*** Dataset
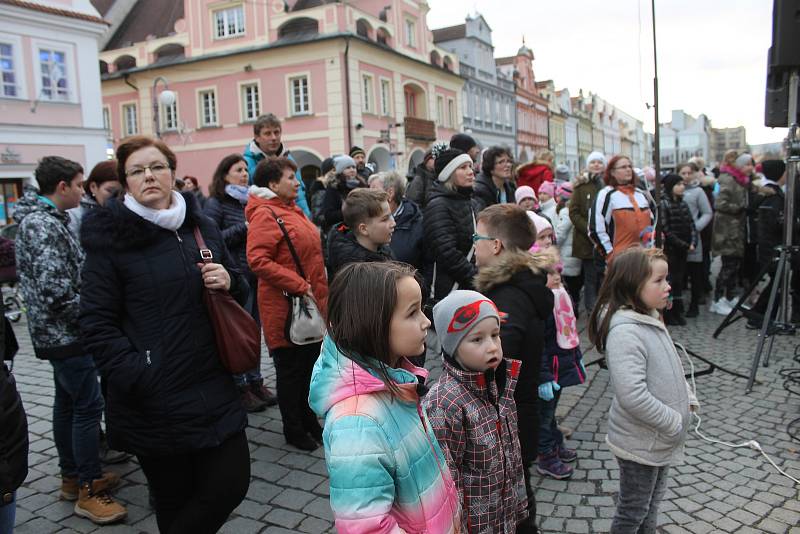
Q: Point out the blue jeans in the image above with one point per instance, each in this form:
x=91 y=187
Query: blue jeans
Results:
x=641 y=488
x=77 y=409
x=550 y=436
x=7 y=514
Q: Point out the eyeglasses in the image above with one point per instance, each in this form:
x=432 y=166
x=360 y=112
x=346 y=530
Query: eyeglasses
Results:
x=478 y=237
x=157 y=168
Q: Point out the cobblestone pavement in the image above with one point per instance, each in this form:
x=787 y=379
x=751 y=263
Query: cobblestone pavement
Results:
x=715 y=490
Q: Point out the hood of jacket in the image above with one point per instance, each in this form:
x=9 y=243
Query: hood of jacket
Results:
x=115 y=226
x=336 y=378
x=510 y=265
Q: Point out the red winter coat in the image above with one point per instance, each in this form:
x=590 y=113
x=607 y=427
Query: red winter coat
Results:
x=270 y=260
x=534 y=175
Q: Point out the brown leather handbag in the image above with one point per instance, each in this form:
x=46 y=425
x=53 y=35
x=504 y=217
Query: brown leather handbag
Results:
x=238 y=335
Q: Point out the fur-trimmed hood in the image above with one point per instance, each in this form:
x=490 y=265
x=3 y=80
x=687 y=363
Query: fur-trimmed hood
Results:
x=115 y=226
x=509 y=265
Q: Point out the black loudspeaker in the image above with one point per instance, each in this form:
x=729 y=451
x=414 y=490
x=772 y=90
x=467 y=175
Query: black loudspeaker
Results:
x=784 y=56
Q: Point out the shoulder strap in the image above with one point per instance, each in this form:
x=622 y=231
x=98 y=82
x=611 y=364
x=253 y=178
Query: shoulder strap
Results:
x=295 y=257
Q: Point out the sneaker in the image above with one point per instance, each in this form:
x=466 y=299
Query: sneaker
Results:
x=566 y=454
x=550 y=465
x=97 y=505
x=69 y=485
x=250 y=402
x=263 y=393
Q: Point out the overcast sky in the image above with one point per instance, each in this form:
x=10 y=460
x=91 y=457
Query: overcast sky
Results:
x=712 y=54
******
*** Dataset
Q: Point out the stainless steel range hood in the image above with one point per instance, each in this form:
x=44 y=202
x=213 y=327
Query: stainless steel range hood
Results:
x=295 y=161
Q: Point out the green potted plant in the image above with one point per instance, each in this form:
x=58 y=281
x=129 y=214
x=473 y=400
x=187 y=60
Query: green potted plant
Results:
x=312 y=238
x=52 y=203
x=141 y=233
******
Requirement: Identify all lines in the records above with the word "coat".

The answer:
Q: Point out the red winter coat in the image above with one point per instance, each in this form:
Query: red winter coat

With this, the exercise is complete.